» Requirement A
In the blog post about chemotherapy side effects, which side effect affected the writer more than any other?
» Requirement B
Write the next part of the blog post about chemotherapy side effects, picking up right after its final sentence about Methotrexate.

» Page excerpt
━━━━━━━━━━
The Redundant Bonjela

Originally written January 16th 2014

As I’ve previously mentioned in another post, chemo comes with its side effects. Most of us are probably aware of the most common adverse reactions experienced by oncology patients. Indeed, most Hollywood productions featuring characters going through treatment for cancer will be shown predominantly to be bald and vomiting. Losing my hair was hard. Before chemo I would look in the mirror to see thick, long, dark hair (don’t worry, it grew back!) and suddenly all I saw was a white, bald emaciated head and face. The nausea and vomiting was nothing short of horrific.

However, the one side effect which affected me more than any other was one of which most of the general public are unaware. It’s name is mucositis – inflammation of the lining of the mouth and entire gastrointestinal tract. The reason patients get mucositis is simple. Chemotherapy kills all fast growing cells, which includes hair, nails, white bloods cells (the body’s immune system), red blood cells (which carry oxygen around the body) and platelets (important for would healing), as well as the cells in the lining of the mouth and GI tract, which replace themselves several times a day. When these cells don’t replace themselves, what’s left is essential an ulcer.

Now it is time for me to introduce you to the villain (or some might say hero) of our story… Methotrexate.
━━━━━━━━━━
» Data extracts
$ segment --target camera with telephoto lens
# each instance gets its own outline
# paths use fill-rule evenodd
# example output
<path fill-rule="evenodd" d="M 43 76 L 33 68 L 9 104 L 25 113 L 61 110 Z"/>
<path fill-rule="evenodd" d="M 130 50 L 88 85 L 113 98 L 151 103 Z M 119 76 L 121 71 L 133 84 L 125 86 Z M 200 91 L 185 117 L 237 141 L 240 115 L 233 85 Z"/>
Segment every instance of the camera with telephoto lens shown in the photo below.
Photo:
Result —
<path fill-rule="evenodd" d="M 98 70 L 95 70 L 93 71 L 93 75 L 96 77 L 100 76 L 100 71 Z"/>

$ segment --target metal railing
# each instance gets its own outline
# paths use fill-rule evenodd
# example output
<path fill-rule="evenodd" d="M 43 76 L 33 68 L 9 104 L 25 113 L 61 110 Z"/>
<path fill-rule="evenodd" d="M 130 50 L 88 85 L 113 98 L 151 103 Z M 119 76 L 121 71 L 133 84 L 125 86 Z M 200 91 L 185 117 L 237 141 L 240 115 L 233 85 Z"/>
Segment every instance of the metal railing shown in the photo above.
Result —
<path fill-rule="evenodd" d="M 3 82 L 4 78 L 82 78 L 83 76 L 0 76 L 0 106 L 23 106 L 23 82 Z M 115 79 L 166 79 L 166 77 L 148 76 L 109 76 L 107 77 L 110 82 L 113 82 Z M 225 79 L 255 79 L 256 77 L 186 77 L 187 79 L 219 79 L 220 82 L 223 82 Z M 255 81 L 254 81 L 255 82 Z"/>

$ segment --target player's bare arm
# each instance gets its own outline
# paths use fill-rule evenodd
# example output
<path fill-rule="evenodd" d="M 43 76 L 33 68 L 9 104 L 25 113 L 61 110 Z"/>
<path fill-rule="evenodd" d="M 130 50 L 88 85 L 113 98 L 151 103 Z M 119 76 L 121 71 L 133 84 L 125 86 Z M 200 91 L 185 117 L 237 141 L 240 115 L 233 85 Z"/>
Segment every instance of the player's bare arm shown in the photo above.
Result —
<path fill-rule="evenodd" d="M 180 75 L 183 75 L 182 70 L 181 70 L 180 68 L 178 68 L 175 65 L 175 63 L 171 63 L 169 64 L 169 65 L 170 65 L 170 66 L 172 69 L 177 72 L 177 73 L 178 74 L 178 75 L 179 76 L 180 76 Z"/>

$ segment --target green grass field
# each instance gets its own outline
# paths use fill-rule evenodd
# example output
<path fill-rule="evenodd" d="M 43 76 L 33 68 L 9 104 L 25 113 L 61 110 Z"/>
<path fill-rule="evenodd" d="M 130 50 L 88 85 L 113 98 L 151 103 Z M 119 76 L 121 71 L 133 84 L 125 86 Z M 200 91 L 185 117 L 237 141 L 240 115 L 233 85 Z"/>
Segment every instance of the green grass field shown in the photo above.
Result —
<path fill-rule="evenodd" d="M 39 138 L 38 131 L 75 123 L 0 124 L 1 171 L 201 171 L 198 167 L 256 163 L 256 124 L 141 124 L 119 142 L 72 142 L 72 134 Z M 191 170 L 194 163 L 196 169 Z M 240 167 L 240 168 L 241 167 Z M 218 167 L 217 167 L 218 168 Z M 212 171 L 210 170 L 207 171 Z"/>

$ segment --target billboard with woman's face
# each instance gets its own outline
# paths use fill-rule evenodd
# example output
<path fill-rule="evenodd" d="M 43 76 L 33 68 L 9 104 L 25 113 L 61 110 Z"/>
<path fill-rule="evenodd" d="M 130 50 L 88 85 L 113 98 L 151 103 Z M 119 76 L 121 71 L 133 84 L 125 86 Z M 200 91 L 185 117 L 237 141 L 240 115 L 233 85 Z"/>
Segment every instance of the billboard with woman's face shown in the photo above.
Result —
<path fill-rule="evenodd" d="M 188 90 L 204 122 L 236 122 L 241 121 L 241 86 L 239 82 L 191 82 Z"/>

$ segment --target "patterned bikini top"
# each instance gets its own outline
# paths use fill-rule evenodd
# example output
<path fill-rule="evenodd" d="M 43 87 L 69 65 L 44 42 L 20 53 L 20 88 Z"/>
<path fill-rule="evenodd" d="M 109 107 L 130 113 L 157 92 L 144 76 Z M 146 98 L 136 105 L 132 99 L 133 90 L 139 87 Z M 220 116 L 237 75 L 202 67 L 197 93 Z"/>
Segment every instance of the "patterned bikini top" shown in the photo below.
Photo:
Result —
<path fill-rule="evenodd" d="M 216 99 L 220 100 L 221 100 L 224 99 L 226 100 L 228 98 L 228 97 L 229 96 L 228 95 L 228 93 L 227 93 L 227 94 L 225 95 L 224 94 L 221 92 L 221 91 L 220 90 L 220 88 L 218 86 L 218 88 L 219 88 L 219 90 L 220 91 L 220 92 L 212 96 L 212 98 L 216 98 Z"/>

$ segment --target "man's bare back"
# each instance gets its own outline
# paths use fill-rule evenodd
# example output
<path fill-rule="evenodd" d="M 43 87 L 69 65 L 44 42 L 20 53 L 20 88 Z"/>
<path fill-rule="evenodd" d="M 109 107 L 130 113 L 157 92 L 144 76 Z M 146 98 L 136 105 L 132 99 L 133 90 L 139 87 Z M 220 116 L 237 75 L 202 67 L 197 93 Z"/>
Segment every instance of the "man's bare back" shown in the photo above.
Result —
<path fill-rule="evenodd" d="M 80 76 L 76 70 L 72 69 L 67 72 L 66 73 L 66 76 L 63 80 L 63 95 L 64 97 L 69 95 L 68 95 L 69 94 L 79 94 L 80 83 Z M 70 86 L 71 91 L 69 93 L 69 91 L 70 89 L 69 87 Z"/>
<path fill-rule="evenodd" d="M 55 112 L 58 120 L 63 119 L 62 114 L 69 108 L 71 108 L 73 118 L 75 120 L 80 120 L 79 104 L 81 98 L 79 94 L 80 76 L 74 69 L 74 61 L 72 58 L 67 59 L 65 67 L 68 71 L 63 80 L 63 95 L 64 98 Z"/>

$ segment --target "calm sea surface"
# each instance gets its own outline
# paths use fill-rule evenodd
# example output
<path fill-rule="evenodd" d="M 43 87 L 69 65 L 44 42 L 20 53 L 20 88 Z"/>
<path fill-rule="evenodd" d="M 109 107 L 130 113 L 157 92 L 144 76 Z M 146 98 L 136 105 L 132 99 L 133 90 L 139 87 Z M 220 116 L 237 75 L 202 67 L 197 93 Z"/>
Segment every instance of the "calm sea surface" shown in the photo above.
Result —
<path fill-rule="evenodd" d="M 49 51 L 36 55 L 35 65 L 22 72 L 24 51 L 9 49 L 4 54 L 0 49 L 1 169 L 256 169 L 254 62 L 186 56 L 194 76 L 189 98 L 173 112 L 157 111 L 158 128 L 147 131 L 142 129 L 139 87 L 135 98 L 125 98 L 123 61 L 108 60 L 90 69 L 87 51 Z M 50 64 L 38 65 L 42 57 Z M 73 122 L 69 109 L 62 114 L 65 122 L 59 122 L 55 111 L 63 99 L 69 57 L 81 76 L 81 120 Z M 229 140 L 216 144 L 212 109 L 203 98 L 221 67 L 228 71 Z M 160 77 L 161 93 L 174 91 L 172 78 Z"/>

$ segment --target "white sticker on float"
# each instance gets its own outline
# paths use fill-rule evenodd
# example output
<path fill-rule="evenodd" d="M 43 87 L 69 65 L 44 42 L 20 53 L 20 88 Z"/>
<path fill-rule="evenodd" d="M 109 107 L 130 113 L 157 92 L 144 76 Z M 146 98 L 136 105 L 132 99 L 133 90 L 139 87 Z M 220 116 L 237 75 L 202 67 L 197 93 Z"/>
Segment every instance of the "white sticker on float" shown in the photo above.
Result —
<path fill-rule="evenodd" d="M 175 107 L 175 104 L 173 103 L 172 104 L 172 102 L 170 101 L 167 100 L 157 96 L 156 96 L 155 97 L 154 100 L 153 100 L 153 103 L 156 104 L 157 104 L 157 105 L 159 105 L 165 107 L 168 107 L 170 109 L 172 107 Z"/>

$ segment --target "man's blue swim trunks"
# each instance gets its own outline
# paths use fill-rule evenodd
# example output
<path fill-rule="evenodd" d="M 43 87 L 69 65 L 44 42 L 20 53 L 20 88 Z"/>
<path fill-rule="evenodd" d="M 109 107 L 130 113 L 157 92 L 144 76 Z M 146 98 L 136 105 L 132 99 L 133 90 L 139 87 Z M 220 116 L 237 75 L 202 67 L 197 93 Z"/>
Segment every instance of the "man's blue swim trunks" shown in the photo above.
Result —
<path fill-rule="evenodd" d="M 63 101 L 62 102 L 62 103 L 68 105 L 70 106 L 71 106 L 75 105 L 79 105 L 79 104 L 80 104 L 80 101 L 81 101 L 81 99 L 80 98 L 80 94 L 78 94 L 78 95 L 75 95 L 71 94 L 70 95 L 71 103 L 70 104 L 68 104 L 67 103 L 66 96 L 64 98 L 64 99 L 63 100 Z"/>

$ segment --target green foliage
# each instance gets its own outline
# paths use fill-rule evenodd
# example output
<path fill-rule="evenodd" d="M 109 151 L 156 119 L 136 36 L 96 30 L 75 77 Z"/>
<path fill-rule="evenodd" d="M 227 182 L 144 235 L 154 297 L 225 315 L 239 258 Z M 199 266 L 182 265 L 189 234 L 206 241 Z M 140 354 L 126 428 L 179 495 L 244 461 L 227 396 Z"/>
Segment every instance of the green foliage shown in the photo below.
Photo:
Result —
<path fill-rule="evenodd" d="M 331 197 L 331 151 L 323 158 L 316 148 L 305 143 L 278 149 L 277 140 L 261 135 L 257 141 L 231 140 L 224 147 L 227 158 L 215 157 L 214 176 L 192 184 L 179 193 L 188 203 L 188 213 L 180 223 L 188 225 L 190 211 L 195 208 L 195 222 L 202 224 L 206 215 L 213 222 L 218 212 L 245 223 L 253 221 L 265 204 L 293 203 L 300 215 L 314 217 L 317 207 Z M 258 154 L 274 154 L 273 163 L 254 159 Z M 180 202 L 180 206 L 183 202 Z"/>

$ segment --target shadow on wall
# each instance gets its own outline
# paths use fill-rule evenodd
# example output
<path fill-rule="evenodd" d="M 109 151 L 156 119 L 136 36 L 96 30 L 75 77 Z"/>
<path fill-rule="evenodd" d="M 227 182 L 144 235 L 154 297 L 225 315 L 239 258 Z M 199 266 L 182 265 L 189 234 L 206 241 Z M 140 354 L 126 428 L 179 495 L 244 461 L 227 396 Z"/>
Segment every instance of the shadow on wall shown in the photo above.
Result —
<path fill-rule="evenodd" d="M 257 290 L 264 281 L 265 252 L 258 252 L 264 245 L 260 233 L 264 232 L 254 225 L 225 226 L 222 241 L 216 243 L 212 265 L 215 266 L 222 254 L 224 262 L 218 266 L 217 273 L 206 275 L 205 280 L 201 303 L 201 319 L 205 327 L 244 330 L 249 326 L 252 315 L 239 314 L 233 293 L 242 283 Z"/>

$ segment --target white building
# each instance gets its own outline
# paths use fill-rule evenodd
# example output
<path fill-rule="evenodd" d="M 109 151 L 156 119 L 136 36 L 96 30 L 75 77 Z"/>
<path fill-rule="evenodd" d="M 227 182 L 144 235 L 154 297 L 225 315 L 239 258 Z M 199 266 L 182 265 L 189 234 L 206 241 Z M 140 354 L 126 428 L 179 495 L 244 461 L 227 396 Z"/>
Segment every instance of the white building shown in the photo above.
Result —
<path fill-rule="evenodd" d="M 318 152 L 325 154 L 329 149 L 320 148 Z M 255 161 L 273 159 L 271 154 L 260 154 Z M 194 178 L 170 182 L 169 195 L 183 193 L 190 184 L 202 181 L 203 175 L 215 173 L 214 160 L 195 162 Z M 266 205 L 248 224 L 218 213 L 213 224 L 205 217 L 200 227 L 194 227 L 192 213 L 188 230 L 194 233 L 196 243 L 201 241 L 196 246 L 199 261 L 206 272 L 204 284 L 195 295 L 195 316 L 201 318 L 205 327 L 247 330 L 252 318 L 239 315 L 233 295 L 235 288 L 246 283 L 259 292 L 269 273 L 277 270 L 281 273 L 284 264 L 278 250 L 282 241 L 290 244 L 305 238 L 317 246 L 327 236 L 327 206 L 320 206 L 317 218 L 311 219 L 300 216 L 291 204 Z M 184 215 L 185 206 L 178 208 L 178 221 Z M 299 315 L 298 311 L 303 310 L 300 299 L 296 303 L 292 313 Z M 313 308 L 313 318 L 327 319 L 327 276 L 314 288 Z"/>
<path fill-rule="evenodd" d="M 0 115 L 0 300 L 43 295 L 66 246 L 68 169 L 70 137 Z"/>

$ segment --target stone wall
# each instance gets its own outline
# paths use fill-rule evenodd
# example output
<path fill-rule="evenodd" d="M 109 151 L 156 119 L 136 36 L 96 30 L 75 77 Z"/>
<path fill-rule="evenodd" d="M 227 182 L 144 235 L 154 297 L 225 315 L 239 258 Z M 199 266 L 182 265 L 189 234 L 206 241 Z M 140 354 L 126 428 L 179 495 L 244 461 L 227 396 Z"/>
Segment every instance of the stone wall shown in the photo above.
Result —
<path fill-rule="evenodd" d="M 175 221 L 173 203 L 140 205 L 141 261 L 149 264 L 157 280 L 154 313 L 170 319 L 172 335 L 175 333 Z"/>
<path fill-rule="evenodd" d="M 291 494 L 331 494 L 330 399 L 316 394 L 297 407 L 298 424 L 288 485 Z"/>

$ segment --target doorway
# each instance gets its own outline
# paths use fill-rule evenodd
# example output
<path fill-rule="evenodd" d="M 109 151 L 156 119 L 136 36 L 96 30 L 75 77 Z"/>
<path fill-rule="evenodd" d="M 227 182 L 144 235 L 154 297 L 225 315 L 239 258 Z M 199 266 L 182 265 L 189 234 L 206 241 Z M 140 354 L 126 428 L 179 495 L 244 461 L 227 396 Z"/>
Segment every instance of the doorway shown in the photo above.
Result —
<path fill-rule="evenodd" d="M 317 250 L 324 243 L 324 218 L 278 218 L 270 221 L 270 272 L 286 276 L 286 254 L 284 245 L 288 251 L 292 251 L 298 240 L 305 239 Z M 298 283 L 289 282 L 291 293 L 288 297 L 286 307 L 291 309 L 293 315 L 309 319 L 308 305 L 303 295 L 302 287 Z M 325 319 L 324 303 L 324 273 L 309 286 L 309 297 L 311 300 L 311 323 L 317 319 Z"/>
━━━━━━━━━━
» Output A
Mucositis, which is inflammation of the lining of the mouth and the entire gastrointestinal tract.

» Output B
Methotrexate is a nasty, mean drug. It even looks corrosive. Little did I know, when I was first introduced to the bright yellow intravenous poison, dripping slowly into my veins, the effects that it would have on my body. The day I had finished my second block of chemotherapy, one of the nurses, Rowena (who, very sadly, passed away a few years ago and was one of the best nurses I’ve ever met in my life) came to my bed with a bottle of bicarbonate of soda and told me to wash my mouth with it – in case I get some mouth ulcers. Of course, I followed her advice, for fear of getting one of those incredibly annoying, can’t stop licking it, can’t eat any ketchup little sores on the underside of my lip. Nothing could have prepared me for what happened next – not one, two or three ulcers appeared but rather my entire GI tract, from lips right through to the other end was one huge ulcer.

Imagine the worse niggling crater of an ulcer you’ve ever had…

Multiply the pain by 1,000…

Imagine the pain all around your mouth, all the time…

That is what I do to reimagine the pain I experienced back then, but it doesn’t ever come close. The mucositis caused my mouth to swell to the size of a small football. I was rendered unable to eat, drink, talk and even swallow my own saliva – which I would instead hoover up with a suction tube. I was put on a morphine PCA (Patient Controlled Analgesia) for pain relief, which provided its own side effects that I’m sure will come up in later posts. The situation got so bad so quickly that my doctors were even unable to give me a nasogastric tube (tube through the nose into the stomach which is used for feeding) which they would normally use to keep a patient’s nutritional status up, and I had to be fed through the vein. As a result I lost around 35 kilos in around 5 weeks – almost half my body weight.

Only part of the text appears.